=== Goals ===
[A] Count the lines in the records that contain the string "light". Reply with the number only.
[B] Extend the article on the proposed EU-US trade deal, picking up after its final sentence.

Those critics and sceptics who doubt a comprehensive European Union-United States trade deal is deliverable must grasp the momentum behind it. The second round of talks was sunk by the US government shutdown but the negotiators met three weeks later to make up for lost time, and next week’s third round is back on schedule in Washington.

These are the biggest and best-prepared bilateral trade negotiations in history. ‘Biggest’ because, together, the EU and US account for around 30 per cent of global trade and almost half the world’s output, with two-way investment flows worth $3.5tn a year. And the most reliable studies suggest that a comprehensive deal could add £4-10bn a year to UK output, boost our exports by 1-3 per cent, create thousands of jobs and drive up wages.  ‘Best-prepared’ because serious work on the Transatlantic Trade and Investment Partnership has been going on for two years since the high-level working group on jobs and growth was set up by Presidents Obama, Barroso and Van Rompuy.

But, while the level of political commitment on both sides of the Atlantic is high, public awareness is still unacceptably low. This cannot just be a backroom deal done by the elites in Brussels and Washington. Any legitimate agreement must command a broadly based confidence that it will bring benefits to consumers, workers and businesses, and, at the moment, this is absent.

=== Recorded data ===
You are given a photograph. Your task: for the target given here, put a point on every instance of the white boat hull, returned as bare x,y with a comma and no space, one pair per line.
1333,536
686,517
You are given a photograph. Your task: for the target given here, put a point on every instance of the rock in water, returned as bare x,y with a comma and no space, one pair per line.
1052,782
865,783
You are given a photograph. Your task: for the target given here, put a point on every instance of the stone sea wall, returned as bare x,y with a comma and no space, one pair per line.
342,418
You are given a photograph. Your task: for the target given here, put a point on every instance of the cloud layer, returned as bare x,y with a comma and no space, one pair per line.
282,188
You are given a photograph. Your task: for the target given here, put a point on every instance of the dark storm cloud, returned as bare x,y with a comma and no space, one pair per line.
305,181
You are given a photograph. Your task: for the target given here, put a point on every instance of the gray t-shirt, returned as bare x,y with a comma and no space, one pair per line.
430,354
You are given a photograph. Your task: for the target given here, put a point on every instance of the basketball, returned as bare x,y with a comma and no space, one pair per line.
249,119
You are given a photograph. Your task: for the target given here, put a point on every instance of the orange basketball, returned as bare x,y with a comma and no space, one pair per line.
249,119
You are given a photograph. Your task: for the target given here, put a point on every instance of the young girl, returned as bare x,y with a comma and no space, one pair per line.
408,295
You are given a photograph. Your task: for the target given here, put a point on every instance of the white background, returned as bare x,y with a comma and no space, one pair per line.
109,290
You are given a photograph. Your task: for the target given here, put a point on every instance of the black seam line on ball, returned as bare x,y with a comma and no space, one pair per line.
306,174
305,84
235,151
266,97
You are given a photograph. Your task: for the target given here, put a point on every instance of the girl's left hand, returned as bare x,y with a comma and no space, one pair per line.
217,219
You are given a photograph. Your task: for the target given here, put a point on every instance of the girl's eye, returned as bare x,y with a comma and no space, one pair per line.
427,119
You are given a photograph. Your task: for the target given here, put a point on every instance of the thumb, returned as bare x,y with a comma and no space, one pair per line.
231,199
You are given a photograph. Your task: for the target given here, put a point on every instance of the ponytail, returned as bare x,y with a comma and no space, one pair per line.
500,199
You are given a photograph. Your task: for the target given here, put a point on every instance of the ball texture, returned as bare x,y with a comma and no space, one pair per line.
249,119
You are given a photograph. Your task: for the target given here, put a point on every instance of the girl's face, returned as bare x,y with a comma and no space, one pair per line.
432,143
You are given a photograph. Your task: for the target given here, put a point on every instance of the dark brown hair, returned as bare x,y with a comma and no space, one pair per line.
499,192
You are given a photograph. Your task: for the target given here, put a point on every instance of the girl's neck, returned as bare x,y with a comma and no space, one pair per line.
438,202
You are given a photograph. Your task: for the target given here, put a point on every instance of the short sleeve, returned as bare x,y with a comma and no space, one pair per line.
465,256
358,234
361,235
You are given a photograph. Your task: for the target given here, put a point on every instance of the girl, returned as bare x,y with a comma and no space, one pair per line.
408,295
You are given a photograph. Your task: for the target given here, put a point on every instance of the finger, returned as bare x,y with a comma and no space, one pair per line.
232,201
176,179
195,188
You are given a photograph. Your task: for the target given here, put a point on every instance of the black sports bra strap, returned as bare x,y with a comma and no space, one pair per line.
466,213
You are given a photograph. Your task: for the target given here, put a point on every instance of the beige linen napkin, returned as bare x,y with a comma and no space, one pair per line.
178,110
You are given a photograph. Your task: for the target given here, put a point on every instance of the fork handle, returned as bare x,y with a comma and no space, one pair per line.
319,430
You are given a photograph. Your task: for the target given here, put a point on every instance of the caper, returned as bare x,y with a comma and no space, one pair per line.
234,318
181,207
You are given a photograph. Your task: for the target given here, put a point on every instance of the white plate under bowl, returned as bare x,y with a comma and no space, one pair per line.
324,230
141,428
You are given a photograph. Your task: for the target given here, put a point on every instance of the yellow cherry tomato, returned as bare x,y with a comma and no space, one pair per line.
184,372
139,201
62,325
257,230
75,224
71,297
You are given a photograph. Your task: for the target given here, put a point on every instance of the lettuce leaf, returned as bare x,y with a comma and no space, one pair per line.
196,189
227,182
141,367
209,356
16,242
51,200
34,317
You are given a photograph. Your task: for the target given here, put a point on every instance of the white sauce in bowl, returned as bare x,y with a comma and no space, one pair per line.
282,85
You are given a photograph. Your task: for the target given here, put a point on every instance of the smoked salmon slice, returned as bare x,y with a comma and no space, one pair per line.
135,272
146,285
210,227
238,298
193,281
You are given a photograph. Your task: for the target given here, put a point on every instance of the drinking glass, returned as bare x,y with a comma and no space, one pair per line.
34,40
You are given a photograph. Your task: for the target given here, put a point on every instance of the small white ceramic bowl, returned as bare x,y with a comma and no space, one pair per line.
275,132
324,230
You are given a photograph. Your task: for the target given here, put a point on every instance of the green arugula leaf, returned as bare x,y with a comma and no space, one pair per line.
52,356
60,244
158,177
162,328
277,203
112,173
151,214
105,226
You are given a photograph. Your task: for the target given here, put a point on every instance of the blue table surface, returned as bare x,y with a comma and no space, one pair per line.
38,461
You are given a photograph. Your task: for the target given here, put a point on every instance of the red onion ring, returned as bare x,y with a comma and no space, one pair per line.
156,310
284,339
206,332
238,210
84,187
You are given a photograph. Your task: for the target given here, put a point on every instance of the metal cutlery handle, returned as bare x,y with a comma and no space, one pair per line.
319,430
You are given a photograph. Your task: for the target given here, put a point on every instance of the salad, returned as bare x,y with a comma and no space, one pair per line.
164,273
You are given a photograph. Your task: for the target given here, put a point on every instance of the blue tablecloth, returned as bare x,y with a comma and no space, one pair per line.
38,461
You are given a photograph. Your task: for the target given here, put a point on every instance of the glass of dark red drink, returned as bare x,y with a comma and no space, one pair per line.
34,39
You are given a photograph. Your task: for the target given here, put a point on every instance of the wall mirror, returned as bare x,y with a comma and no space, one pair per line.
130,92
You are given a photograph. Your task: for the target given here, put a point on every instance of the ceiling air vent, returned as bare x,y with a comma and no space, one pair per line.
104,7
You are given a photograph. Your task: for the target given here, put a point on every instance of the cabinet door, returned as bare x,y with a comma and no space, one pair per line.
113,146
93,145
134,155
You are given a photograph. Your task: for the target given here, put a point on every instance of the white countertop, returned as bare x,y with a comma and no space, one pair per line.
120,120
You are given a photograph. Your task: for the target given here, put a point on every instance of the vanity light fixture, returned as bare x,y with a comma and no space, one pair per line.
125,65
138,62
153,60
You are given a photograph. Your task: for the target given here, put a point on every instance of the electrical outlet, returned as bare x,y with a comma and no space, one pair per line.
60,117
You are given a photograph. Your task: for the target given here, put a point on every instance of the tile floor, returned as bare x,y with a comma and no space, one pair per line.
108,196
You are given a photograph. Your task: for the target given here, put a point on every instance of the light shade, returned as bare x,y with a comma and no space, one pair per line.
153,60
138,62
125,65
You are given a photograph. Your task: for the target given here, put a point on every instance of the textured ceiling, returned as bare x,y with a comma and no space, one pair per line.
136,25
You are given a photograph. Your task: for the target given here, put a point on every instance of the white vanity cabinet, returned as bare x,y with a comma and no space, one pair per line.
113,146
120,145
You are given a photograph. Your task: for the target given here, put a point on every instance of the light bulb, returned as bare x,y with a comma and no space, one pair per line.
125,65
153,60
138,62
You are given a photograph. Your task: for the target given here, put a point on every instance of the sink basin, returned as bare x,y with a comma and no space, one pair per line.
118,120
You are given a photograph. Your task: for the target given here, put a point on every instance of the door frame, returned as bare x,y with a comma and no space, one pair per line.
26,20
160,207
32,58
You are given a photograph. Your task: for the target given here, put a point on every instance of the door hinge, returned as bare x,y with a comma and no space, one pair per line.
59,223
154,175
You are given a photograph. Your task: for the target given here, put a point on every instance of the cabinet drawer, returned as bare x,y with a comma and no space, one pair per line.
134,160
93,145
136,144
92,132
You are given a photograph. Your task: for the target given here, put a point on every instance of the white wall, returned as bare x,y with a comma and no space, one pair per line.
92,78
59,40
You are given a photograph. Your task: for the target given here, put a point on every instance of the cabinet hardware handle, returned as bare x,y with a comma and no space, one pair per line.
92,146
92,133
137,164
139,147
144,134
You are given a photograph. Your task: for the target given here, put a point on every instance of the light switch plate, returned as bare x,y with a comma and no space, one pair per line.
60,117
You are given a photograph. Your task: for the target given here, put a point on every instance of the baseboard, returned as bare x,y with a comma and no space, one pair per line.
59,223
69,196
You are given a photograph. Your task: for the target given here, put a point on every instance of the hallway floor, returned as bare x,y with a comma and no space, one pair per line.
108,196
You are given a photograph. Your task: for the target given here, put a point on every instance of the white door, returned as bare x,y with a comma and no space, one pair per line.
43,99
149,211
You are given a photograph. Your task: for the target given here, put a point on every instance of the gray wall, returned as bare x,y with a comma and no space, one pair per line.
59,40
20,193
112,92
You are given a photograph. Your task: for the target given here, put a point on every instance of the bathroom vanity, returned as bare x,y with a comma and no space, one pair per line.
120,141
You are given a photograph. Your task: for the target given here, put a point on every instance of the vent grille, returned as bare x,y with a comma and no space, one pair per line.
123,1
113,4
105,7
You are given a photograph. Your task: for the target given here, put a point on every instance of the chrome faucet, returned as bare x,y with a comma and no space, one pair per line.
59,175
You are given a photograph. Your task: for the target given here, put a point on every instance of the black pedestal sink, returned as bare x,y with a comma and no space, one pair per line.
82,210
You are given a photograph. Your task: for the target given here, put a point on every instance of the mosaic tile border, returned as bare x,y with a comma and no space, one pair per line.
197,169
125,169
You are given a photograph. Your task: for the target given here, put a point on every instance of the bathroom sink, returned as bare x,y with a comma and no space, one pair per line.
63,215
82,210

=== Results in order ===
[A] 4

[B]
This demands a greater effort be made to open up the debate. Despite these talks being heralded as the most open and transparent trade negotiations ever, the bar is low. And so far our UK government has done little to help. Our embassy in Washington part-sponsored a state-by-state study of the impact on US jobs, but ministers in the UK have yet to commission a similar assessment for the UK. In parliament the only Commons debate on TTIP was called and led by the new all-party parliamentary group I chair on behalf of backbenchers rather than the government.

Without an open debate we risk both an advocacy vacuum which allows fears to flourish unchallenged and bad policy to remain unchanged.

Typifying these risks are protections for foreign investors, including plans for investor-state dispute settlements. ISDS are provisions in investment agreements and trade treaties that allow companies to bring legal action against a government under an international arbitration system rather than through domestic courts. Their defenders point to the protection that investors get in countries where respect for property rights are less secure and legal systems less developed.

But there is increasing criticism of ISDS and I can see no case for the blanket provision proposed in the EU’s TTIP negotiating mandate, which research commissioned by the coalition concludes will have no benefits for the UK.

First, because investor protection of this kind favours foreign multinationals over domestic firms by allowing only the former access to a slimline arbitration system, without the public due process provide by national courts.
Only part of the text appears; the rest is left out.